Lines before the one containing "of the sled" are left out; copy that line and every later line through the end of the data exactly.
• • • •
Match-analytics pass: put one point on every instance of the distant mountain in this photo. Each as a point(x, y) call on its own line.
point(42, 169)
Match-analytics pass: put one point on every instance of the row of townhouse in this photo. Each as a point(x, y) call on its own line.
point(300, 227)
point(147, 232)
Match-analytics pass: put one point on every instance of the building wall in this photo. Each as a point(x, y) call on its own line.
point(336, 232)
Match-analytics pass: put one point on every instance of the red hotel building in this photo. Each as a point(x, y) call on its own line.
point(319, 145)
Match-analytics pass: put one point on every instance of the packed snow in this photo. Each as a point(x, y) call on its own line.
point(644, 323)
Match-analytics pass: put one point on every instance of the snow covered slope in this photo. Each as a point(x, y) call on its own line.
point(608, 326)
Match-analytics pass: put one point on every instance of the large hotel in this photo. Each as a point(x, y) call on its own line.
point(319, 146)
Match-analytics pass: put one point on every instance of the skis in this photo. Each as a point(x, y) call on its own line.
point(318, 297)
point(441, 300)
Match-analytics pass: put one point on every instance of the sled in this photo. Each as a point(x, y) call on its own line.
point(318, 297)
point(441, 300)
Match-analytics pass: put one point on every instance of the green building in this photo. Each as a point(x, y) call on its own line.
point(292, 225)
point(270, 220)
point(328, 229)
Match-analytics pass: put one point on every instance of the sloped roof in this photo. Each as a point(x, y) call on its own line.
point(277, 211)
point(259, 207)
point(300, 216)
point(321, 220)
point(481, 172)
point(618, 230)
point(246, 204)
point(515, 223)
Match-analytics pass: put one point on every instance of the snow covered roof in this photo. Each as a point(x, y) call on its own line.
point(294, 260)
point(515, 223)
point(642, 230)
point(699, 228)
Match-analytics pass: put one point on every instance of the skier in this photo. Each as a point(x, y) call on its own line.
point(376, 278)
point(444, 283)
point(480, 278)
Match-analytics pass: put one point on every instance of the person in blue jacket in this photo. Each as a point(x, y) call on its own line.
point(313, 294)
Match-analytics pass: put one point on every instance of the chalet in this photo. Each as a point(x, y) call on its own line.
• • • •
THE COMPLETED TASK:
Match-analytics pass: put one point on every instance of the sled in this photo. Each as a point(x, y) call on its own line.
point(318, 297)
point(441, 300)
Match-analytics pass: put one point on every instance of the green building in this photo. Each as a point(x, y) call on its own line.
point(292, 225)
point(270, 220)
point(328, 229)
Match-analytics pass: put one point on every instance of the sloped roof in this photo. Each as a point(x, y) call on its own line.
point(277, 211)
point(259, 207)
point(300, 216)
point(321, 220)
point(481, 172)
point(618, 230)
point(246, 204)
point(515, 223)
Match-analytics pass: put one point on every instance of the snow covered roof in this photo. Each as a point(x, y) call on its own line.
point(294, 260)
point(515, 223)
point(642, 230)
point(699, 228)
Match-analytics pass: put one point on every instance of the skier in this photo. Each as a point(x, y) call on its own line.
point(376, 278)
point(444, 283)
point(480, 278)
Match-analytics pass: put one point on every instance of the person in blue jacket in this photo. Each as a point(x, y) call on its own line.
point(313, 294)
Match-analytics pass: put one point on every instance of the chalet in this photo. Each as a point(x, y) call on its own line.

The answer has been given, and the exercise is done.